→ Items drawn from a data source
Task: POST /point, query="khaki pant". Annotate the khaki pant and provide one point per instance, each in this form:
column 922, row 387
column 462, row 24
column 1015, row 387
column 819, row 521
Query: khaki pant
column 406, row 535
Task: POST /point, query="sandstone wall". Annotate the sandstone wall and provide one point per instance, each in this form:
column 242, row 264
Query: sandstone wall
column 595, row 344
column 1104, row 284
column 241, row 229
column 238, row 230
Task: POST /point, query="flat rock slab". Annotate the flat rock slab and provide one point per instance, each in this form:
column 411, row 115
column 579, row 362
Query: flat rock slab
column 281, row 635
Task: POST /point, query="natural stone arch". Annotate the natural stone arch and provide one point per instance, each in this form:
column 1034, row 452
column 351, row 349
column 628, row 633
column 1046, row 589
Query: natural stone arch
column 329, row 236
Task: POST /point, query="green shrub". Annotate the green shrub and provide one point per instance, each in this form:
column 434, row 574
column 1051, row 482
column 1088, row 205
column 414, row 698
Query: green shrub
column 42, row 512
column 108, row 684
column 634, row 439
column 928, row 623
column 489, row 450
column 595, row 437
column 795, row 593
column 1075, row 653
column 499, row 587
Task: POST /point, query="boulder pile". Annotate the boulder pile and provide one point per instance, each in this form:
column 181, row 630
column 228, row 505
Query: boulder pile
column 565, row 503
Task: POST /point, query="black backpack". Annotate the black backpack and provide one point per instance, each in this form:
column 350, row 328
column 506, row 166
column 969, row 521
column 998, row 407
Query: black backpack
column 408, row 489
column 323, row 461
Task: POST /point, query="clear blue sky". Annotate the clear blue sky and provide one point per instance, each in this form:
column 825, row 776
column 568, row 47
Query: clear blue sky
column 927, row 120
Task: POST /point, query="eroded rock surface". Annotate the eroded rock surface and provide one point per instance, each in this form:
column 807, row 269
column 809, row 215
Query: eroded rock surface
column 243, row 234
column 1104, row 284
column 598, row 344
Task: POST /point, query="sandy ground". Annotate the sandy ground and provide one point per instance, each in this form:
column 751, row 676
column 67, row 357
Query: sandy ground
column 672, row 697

→ Instructions to follow
Reproduce the rows verbatim. Begin at the start of the rows and stop after the line that contains "column 406, row 535".

→ Written reply
Task: POST /point, query="khaki pant". Annotate the khaki pant and provide one point per instance, each in this form:
column 922, row 387
column 462, row 24
column 1015, row 387
column 819, row 521
Query: khaki pant
column 406, row 535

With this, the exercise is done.